> [Trecho do documento]
::::

Talvez um dos pontos mais relevantes da nova Lei das Estatais seja o conceito de Gestão de Riscos. Ainda que este seja um tema muito recente e ainda pouco tratado na Doutrina, a definição de algumas estruturas internas das empresas, para dar vazão à essa gestão integrada de risco, é fundamental.
Já tratamos anteriormente que inúmeros e multidisciplinares são os riscos da Administração, de natureza contábil, financeira, jurídica, social dentre tantos outros. É em razão disso, que não se pode pretender uma gestão de risco, sem antes, planificar e detectar quais os riscos que se pretende dirimir.
Ultrapassada essa primeira “barreira”, terá o gestor que estruturar sua mitigação de riscos com esteio em modelos não burocratizantes de controle, é dizer, procedimentos que privilegiem a finalidade do controle ao formalismo, sob pena de se estabelecer um controle formal de riscos que, ao revés de mitiga-lo, o agrave drasticamente em razão de uma atuação inoportuna e ineficiente.
Para isso, fundamental o estabelecimento de uma matriz de risco acertada, diretiva e que conceda informação suficiente a dar resposta ao risco encontrado, fundamentada em normas internacionais de gestão de riscos como ISO 31000, COSO, Sarbanes-Oxley dentre outras.
Dito isto, fica evidente que não há nenhuma aproximação desse modelo de gestão com procedimentos de “mitigação de risco” burocrático-formais, como é o caso dos check-lists, por exemplo; ao contrário, uma matriz de risco eficiente predispõe e orienta suas ações sempre em razão das metas a serem alcançadas e delas não se distancia.
Elaborar uma eficiente matriz de risco exige conhecimento técnico multidisciplinar e treinamento específico, pois o tema é bastante complexo e, um pequeno deslize na formação da análise de risco e elaboração da matriz pode ensejar enorme perda à Administração e ao Interesse Público.
Mas não é neste ponto que reside a maior preocupação deste breve artigo, mas sim, na estrutura a ser criada para dar vazão ao risco existente.
A maior dificuldade das Estatais, qualquer que seja sua magnitude, é alocar internamente os recursos – principalmente humanos – para formatação desta importante e nova estrutura nas empresas públicas e sociedades de economia mista.

::::

> [Conjunto de exercícios]
A - No trecho do documento sobre a gestão de riscos nas estatais, em quais normas internacionais deve se fundamentar a matriz de risco?
B - Dê prosseguimento ao trecho do documento sobre a gestão de riscos nas estatais a partir do ponto em que ele termina.
As linhas apresentadas em seguida são um material à parte, sem ligação com o trecho do documento.

::::

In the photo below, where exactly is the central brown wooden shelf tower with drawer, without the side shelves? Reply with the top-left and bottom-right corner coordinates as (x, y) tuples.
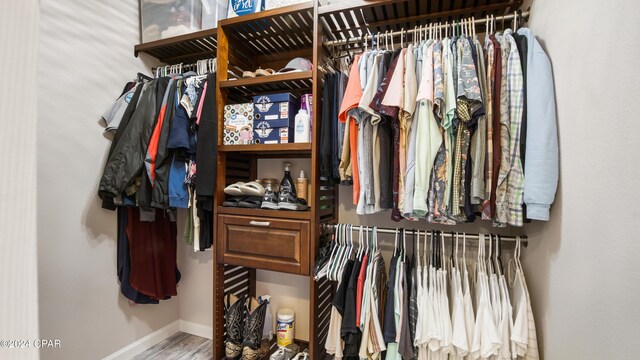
(214, 1), (336, 359)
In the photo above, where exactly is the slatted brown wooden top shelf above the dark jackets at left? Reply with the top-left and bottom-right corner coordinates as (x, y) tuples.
(133, 28), (218, 64)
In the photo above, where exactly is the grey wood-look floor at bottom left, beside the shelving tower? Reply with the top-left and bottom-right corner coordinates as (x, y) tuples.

::::

> [Respostas fornecidas]
A - Em normas como ISO 31000, COSO e Sarbanes-Oxley, entre outras.

B -
Não há, na Lei 13.303/16, nenhum dispositivo que permita esclarecer este ponto. O que há, é bem verdade, é a determinação de criação desta relevante estrutura, mas nada referente à sua relação dialógica com as demais estruturas.
Veja que o artigo 9o da Lei 13.303/16, orienta que:
A empresa pública e a sociedade de economia mista adotarão regras de estruturas e práticas de gestão de riscos e controle interno que abranjam:
I – ação dos administradores e empregados, por meio da implementação cotidiana de práticas de controle interno;
II – área responsável pela verificação de cumprimento de obrigações e de gestão de riscos;
III – auditoria interna e Comitê de Auditoria Estatutário.”
E em seu parágrafo 2o, prevê que a “área responsável pela verificação de cumprimento de obrigações e de gestão de riscos deverá ser vinculada ao diretor-presidente e liderada por diretor estatutário, devendo o estatuto social prever as atribuições da área, bem como estabelecer mecanismos que assegurem atuação independente.
Ora, muito embora a previsão da criação desta estrutura, nada mais orientou a Lei das Estatais em respeito a sua implantação e funcionamento, relegando ao acaso e ao subjetivismo de cada estatal, a formatação desta relevantíssima área.
É aqui que o aporte me parece fundamental, relegar à sorte a estruturação da área de gestão de risco das estatais é – no mais das vezes – impedir a sua plena criação e mitigar a eficiência de suas atividades.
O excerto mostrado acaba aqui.